== TASK INSTRUCTIONS ==
Rewrite the records from the line containing "Where does a point fall on the outstretched" through the end of the records, replacing "instance" with "occurrence" and leaving everything else unchanged. Omit the pictures from your answer.

>> START RECORD SET

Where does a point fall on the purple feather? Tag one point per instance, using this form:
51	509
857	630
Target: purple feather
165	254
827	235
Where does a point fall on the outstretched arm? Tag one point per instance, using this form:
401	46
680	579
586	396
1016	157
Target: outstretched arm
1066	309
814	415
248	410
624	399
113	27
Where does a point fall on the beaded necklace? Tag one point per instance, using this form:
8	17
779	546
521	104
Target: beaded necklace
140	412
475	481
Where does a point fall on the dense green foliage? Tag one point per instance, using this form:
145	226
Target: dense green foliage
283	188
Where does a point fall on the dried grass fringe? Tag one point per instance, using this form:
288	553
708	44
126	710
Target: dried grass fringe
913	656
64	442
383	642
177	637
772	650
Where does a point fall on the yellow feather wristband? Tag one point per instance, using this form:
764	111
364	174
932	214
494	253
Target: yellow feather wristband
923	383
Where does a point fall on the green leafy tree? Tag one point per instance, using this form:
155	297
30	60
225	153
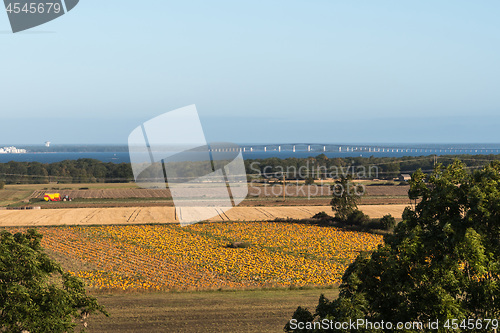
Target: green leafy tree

>> END RECORD SET

== PROBLEM SOLUTION ==
Where does a point fall on the outstretched arm? Tag one point per occurrence, using this form:
401	46
680	579
586	396
1016	157
Target: outstretched arm
1066	309
814	415
248	410
624	399
113	27
Where does a point fall on the beaded necklace? Tag one point per occurrence, using this form:
8	17
779	546
521	104
Target: beaded necklace
140	412
475	481
Where does a point fall on the dense green foliage? Tag one point per occurrence, using this form:
145	226
Target: dense green foliage
283	188
Where does a point fall on the dried grass fringe? Tag one point per occurrence, using this form:
288	553
708	44
126	710
Target: dried grass fringe
913	656
64	442
383	642
177	637
772	650
Where does a point fall on the yellow feather wristband? Tag one point per occurrence, using this form:
764	111
364	174
932	214
494	253
Target: yellow feather wristband
923	383
Where does a point fall on the green leafy tree? Tag one point per occurrence, using this form:
155	297
30	60
225	153
Target: green leafy tree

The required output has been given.